What you have to do:
Copy out the passage on eye defects in C57BL mice word for word, from its first sentence to its last.

Source document:
-------
Because the normal flushing action of the tears cannot occur, ocular secretions and debris may accumulate in the empty orbit and encourage development of secondary infections by opportunistic organisms. Isolates obtained in our laboratory include Pasteurella pneumotropica, Corynebacterium spp., Lactobacillus spp., and coagulase negative Staphylococcus spp. (Sundberg, et al. 1990, 1991, Smith, et al., 1994).

Environmental effects

C57BL mice have been used to develop a mouse model of fetal alcohol syndrome (Sulik, et. al., 1981). Pregnant mice given intraperitoneal injections of 25% ethanol around the seventh day of pregnancy developed elevated blood ethanol levels. The rate of ocular malformations including microphthalmia and anophthalmia, (43.5% of the exposed mice) was four times that of the control C57BL mice (Sulik, et. al., 1981). An increased incidence of corneal opacities was also demonstrated. All defects were less common in other strains, after alcohol exposure. Alcohol appears to enhance the inherent susceptibility of inbred black mice to develop ocular malformations (Webster, et. al., 1983, Cook, et. al., 1987).


Interaction between the forming lens at 9-10 days of embryonic life and the edges of the optic cup appears critical for proper formation of the eye (Coulombre and Coulombre, 1977; Harch, et. al., 1978). Size and location of the lens relative to the optic cup exerts an influence on formation of nearly all other structures of the mature eye. This complex subject is reviewed in detail elsewhere (Smith, et. al., 1994).
-------
Stored items from a collection:
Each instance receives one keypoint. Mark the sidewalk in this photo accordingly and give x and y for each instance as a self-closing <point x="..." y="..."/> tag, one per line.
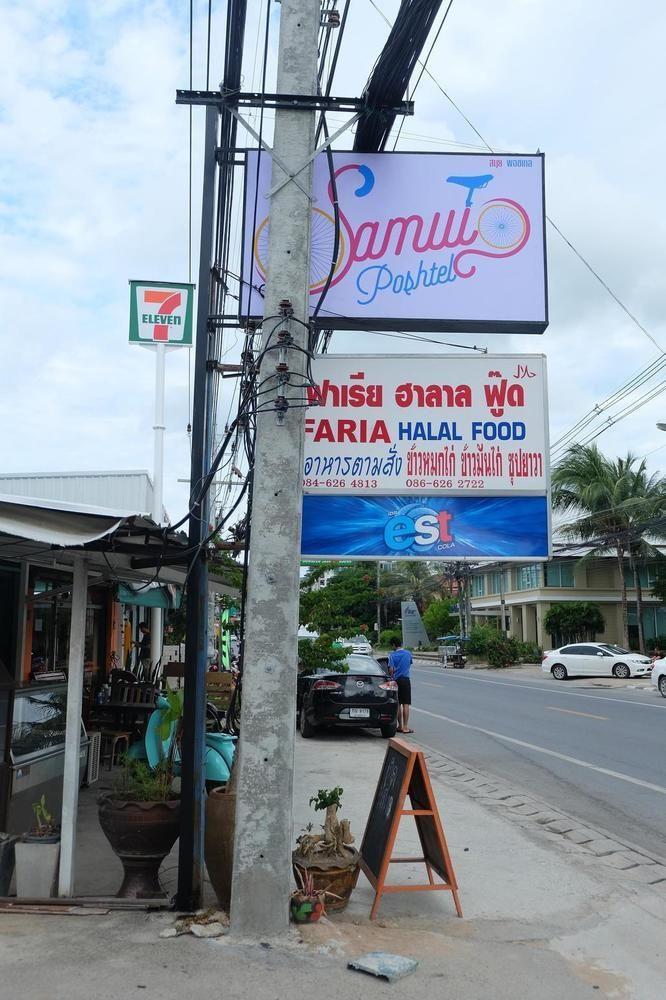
<point x="541" y="920"/>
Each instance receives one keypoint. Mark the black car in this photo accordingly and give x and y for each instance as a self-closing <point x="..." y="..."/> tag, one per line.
<point x="365" y="696"/>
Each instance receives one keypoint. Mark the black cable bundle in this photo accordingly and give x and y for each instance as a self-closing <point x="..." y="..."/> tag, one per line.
<point x="392" y="72"/>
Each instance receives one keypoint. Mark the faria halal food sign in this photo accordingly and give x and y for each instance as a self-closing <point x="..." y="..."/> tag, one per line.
<point x="445" y="241"/>
<point x="434" y="424"/>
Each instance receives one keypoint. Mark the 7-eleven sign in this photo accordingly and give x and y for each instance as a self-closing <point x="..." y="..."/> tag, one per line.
<point x="161" y="313"/>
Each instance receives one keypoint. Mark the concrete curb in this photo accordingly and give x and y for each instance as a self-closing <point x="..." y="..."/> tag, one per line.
<point x="632" y="861"/>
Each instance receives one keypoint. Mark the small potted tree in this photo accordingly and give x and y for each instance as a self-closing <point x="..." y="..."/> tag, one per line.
<point x="37" y="856"/>
<point x="306" y="903"/>
<point x="140" y="816"/>
<point x="328" y="858"/>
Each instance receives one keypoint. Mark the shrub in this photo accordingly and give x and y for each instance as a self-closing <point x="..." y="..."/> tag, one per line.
<point x="479" y="638"/>
<point x="529" y="652"/>
<point x="502" y="652"/>
<point x="321" y="654"/>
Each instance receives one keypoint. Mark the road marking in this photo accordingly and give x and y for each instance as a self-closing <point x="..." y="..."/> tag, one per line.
<point x="550" y="753"/>
<point x="540" y="686"/>
<point x="570" y="711"/>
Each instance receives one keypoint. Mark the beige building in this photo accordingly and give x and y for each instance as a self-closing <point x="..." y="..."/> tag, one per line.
<point x="528" y="590"/>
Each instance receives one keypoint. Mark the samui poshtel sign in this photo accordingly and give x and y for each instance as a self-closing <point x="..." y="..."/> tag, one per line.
<point x="440" y="241"/>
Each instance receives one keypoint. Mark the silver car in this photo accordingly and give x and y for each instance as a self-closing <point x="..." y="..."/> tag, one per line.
<point x="594" y="659"/>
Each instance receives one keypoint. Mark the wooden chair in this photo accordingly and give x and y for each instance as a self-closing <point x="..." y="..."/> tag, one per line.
<point x="111" y="740"/>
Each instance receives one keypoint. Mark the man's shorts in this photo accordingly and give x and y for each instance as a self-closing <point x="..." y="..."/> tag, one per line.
<point x="404" y="690"/>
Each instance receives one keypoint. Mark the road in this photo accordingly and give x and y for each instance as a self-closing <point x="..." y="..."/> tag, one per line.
<point x="597" y="754"/>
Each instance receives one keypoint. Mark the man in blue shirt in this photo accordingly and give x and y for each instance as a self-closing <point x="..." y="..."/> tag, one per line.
<point x="400" y="661"/>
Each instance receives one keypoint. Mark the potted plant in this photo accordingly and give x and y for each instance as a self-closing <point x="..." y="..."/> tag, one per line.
<point x="328" y="857"/>
<point x="37" y="856"/>
<point x="140" y="818"/>
<point x="307" y="904"/>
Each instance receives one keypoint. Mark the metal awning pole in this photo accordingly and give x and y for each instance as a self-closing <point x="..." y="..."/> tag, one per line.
<point x="70" y="796"/>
-------
Answer to this task:
Because the normal flushing action of the tears cannot occur, ocular secretions and debris may accumulate in the empty orbit and encourage development of secondary infections by opportunistic organisms. Isolates obtained in our laboratory include Pasteurella pneumotropica, Corynebacterium spp., Lactobacillus spp., and coagulase negative Staphylococcus spp. (Sundberg, et al. 1990, 1991, Smith, et al., 1994).

Environmental effects

C57BL mice have been used to develop a mouse model of fetal alcohol syndrome (Sulik, et. al., 1981). Pregnant mice given intraperitoneal injections of 25% ethanol around the seventh day of pregnancy developed elevated blood ethanol levels. The rate of ocular malformations including microphthalmia and anophthalmia, (43.5% of the exposed mice) was four times that of the control C57BL mice (Sulik, et. al., 1981). An increased incidence of corneal opacities was also demonstrated. All defects were less common in other strains, after alcohol exposure. Alcohol appears to enhance the inherent susceptibility of inbred black mice to develop ocular malformations (Webster, et. al., 1983, Cook, et. al., 1987).


Interaction between the forming lens at 9-10 days of embryonic life and the edges of the optic cup appears critical for proper formation of the eye (Coulombre and Coulombre, 1977; Harch, et. al., 1978). Size and location of the lens relative to the optic cup exerts an influence on formation of nearly all other structures of the mature eye. This complex subject is reviewed in detail elsewhere (Smith, et. al., 1994).